### GOAL
Copy the lines below word for word, from the first line up to and including the line with "<point>189,168</point>".

== EXCERPTED DATA

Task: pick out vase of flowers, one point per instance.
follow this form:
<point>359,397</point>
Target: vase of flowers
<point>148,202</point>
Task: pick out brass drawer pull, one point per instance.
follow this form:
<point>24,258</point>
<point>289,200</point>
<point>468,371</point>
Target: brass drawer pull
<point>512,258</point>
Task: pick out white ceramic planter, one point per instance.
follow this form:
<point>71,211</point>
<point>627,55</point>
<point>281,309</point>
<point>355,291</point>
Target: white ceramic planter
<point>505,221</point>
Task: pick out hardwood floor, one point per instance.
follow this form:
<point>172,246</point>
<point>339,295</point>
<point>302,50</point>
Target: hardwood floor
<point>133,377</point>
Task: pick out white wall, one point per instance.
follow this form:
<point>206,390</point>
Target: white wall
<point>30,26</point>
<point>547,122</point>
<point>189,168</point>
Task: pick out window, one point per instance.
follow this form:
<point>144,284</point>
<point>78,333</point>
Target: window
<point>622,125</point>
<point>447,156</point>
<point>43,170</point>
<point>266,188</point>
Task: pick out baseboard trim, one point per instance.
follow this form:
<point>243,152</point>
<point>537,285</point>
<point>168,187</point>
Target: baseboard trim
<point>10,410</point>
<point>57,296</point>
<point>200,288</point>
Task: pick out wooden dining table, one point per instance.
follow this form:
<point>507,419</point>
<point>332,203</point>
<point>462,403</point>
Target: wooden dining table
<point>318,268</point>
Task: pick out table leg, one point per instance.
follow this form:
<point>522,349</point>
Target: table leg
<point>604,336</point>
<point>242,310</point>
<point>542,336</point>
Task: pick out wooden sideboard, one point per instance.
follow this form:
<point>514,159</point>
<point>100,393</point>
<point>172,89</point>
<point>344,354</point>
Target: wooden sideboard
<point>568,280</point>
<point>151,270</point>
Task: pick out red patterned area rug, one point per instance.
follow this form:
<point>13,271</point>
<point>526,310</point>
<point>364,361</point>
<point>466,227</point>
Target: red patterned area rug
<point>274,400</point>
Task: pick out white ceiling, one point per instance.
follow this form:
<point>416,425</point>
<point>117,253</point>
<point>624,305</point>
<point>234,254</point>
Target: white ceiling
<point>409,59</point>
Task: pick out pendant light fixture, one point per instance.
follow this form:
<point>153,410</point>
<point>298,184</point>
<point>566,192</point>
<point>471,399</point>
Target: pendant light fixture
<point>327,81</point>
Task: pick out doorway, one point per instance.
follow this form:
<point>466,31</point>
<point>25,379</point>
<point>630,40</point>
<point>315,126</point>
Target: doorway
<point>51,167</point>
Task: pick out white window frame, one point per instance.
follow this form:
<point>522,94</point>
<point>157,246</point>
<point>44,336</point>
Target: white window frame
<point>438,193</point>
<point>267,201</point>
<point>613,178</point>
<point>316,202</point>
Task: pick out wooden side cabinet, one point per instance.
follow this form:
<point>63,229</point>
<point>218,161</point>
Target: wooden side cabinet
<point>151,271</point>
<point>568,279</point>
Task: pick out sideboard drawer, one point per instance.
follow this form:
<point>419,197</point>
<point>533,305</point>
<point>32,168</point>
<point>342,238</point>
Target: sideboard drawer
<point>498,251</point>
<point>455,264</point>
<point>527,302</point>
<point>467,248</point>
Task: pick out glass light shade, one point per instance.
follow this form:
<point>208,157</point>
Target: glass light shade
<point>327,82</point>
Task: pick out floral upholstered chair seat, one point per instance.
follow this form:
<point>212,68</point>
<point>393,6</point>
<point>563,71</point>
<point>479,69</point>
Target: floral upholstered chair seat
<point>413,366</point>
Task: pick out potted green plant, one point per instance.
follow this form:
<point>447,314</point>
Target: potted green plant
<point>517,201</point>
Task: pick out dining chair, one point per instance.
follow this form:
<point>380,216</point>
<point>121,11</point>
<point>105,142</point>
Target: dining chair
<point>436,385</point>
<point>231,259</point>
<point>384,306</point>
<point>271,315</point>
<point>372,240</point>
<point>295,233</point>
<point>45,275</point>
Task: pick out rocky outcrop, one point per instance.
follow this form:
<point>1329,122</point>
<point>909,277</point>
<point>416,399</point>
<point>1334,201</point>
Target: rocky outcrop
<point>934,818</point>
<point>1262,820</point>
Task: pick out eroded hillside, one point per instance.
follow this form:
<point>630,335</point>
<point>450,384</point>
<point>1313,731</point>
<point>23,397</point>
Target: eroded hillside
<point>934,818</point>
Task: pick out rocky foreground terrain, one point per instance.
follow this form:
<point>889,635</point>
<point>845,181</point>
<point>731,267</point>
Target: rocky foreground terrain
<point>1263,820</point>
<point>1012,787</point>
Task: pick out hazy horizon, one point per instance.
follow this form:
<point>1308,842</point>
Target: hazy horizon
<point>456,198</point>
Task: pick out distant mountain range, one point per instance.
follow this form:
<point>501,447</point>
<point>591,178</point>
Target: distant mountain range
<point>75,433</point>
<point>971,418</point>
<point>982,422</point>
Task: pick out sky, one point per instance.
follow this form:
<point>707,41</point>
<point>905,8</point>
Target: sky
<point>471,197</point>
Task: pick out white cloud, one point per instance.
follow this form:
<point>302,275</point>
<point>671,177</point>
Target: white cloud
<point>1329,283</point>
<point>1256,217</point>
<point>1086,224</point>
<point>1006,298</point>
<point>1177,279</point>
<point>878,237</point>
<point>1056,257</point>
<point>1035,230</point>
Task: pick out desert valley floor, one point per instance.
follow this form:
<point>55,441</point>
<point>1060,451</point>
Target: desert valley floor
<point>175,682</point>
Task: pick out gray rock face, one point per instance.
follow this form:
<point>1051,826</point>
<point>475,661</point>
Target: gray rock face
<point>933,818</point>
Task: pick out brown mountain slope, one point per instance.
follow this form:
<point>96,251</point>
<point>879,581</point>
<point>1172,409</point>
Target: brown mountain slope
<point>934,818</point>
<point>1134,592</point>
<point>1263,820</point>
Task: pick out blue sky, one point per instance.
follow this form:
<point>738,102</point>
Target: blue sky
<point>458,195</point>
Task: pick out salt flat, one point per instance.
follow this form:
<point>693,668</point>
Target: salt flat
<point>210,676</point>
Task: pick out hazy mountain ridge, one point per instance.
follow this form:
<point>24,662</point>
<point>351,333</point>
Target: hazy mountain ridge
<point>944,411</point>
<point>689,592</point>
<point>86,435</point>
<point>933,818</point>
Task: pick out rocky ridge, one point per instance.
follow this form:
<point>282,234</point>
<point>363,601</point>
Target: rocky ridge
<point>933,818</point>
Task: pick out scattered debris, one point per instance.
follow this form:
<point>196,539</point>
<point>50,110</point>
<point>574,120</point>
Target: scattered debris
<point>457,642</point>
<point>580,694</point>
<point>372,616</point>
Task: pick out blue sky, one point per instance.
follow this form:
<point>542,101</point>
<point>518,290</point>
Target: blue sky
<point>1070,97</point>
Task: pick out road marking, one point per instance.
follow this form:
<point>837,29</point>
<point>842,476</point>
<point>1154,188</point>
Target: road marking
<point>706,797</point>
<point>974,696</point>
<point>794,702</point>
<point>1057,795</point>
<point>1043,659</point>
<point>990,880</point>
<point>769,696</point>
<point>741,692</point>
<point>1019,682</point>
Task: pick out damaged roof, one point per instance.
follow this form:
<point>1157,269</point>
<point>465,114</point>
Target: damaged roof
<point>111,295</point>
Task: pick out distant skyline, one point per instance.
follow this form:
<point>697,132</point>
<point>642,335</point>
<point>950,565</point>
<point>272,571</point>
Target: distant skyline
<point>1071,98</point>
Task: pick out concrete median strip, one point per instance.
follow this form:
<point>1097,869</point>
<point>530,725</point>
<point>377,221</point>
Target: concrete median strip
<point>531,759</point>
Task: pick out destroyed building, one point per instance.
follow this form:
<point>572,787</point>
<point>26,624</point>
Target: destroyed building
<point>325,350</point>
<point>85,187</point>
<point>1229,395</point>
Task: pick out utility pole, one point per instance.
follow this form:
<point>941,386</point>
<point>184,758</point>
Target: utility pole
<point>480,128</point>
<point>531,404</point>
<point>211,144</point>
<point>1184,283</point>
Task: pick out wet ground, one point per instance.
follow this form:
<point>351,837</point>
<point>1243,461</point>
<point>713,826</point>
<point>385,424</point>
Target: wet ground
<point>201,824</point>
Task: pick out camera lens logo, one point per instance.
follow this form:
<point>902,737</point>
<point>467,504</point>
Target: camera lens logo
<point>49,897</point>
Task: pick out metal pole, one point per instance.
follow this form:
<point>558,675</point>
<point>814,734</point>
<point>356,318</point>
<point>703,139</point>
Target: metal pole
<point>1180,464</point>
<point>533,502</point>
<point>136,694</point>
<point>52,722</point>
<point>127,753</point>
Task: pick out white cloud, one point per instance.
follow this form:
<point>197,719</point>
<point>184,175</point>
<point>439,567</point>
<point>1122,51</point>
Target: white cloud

====

### SOLUTION
Task: pick out vase of flowers, one point per instance.
follow this form:
<point>359,397</point>
Target: vase of flowers
<point>148,202</point>
Task: pick out brass drawer pull, one point per instance.
follow this form:
<point>24,258</point>
<point>289,200</point>
<point>468,371</point>
Target: brass drawer pull
<point>512,258</point>
Task: pick out white ceramic planter, one point per instance.
follow this form:
<point>71,211</point>
<point>627,55</point>
<point>281,309</point>
<point>355,291</point>
Target: white ceramic planter
<point>505,221</point>
Task: pick out hardwood floor, one point per instance.
follow this form:
<point>172,246</point>
<point>339,295</point>
<point>302,50</point>
Target: hardwood floor
<point>133,377</point>
Task: pick out white wall, one point per instance.
follow this form:
<point>206,390</point>
Target: white wall
<point>30,26</point>
<point>547,122</point>
<point>189,168</point>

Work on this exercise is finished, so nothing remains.